• **What the exercise asks**:
When the word "sleeve" shows up in a line of the records below, copy that line.

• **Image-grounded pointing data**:
-- Opening Marker --

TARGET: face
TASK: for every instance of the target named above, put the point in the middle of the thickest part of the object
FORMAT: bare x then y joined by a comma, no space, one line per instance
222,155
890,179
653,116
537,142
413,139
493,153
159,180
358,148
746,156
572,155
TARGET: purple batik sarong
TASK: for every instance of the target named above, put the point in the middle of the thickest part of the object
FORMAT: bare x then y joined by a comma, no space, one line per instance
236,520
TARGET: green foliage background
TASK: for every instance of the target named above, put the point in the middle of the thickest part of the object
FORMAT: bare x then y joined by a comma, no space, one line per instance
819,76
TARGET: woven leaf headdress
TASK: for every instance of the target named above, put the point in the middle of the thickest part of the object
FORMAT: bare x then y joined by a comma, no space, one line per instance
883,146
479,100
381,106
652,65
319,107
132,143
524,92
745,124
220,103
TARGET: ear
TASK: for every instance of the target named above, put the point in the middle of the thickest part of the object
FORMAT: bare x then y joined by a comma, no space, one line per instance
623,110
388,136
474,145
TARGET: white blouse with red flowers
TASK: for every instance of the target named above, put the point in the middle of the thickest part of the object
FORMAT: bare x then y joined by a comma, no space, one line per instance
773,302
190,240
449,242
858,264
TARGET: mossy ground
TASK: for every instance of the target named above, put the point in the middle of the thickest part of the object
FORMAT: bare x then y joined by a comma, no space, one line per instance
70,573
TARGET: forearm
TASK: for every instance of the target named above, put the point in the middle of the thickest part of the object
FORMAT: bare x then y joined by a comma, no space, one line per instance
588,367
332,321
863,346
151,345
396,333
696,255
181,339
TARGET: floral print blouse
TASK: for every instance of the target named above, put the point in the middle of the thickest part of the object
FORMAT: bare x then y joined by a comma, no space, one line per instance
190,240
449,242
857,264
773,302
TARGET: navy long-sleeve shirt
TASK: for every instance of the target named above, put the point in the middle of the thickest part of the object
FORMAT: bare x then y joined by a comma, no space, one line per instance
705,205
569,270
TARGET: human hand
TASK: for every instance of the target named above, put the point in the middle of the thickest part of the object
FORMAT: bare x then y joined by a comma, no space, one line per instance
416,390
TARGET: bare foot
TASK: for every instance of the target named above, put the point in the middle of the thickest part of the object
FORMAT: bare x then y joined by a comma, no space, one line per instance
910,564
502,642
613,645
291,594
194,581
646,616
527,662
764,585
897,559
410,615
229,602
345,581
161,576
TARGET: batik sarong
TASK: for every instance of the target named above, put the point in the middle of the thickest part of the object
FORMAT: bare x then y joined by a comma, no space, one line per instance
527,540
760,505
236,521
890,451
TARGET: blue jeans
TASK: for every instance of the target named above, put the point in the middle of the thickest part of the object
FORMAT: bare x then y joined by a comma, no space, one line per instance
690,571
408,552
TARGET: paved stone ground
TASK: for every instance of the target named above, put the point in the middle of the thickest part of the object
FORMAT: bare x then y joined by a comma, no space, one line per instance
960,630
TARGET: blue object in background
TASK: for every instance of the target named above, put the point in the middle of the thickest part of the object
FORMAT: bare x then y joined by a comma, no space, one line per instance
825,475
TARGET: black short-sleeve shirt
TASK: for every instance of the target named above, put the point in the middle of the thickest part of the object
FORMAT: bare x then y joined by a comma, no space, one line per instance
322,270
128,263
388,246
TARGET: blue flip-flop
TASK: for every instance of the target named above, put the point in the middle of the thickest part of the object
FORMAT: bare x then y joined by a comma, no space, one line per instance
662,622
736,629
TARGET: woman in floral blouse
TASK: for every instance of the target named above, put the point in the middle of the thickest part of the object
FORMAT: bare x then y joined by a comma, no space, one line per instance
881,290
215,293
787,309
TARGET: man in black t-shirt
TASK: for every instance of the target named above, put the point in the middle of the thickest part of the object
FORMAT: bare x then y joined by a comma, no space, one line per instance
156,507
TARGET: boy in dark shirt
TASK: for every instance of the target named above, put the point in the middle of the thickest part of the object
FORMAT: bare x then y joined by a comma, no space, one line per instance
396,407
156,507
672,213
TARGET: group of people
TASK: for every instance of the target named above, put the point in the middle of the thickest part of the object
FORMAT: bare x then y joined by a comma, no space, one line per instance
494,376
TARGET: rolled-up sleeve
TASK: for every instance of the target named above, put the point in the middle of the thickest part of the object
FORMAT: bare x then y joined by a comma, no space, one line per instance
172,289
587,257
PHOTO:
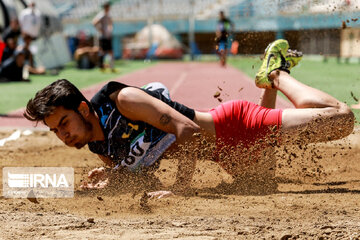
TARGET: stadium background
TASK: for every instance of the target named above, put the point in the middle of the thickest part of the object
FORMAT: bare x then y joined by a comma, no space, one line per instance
327,27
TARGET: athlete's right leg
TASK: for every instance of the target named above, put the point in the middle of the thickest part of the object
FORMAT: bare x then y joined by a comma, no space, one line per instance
317,117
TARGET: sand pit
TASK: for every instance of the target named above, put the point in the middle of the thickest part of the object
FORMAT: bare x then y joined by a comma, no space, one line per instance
317,197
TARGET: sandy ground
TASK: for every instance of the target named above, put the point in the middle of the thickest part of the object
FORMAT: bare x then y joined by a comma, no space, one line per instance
316,197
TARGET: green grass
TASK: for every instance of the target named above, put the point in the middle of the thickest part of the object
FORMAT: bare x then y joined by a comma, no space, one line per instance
337,79
14,95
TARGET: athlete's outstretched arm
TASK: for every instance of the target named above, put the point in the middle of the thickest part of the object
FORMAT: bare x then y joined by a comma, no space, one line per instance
137,105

-- Closing Marker --

• **Completed exercise**:
TARGET: navy long-sleeve shirt
TARGET: black short-sleeve shirt
TARGET: rolled-up sleeve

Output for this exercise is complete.